>> START Extracted records

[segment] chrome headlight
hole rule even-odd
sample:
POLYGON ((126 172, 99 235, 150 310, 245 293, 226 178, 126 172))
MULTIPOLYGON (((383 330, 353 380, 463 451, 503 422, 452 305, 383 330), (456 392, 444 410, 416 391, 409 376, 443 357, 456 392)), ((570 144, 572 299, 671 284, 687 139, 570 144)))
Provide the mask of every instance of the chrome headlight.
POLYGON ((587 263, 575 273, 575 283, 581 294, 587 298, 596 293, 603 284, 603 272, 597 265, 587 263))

>> END Extracted records
>> START Extracted records

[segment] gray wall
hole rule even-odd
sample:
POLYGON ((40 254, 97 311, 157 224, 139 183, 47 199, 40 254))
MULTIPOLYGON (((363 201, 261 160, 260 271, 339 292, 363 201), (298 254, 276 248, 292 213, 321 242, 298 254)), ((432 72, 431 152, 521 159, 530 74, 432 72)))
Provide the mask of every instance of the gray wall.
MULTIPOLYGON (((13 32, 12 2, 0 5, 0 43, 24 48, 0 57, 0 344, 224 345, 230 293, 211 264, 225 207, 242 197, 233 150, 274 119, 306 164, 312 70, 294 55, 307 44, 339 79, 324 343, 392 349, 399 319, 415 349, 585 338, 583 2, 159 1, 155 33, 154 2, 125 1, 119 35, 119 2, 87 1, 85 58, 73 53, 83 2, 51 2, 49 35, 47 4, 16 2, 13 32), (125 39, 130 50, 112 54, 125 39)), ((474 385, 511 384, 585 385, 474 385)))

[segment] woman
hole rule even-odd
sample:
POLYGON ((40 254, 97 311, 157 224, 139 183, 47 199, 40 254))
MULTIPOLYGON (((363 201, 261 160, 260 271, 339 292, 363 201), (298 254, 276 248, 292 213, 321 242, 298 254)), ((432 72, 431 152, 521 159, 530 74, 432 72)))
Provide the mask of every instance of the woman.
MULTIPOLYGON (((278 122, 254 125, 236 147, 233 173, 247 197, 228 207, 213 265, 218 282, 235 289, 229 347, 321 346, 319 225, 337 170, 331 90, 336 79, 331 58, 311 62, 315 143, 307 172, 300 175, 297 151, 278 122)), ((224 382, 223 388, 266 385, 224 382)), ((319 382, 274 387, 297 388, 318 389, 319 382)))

>> END Extracted records
>> START Extracted records

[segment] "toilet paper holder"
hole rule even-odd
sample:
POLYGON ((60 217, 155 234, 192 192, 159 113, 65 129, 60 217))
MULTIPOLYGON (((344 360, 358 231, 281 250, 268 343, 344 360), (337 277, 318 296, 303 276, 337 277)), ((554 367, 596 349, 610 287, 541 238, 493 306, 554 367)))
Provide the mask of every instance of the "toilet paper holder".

>> END Extracted records

Print everything from the line containing "[segment] chrome headlight" down to the line containing "Provide the mask of every instance of the chrome", both lines included, with each line reproduced character for character.

**Exercise output:**
[segment] chrome headlight
hole rule even-odd
sample:
POLYGON ((126 172, 99 235, 150 310, 245 293, 226 178, 126 172))
MULTIPOLYGON (((383 330, 353 380, 463 451, 503 422, 452 305, 383 330), (456 392, 444 410, 416 391, 409 376, 443 357, 456 392)), ((570 144, 572 299, 671 284, 687 139, 570 144)))
Provide the mask of every instance of the chrome headlight.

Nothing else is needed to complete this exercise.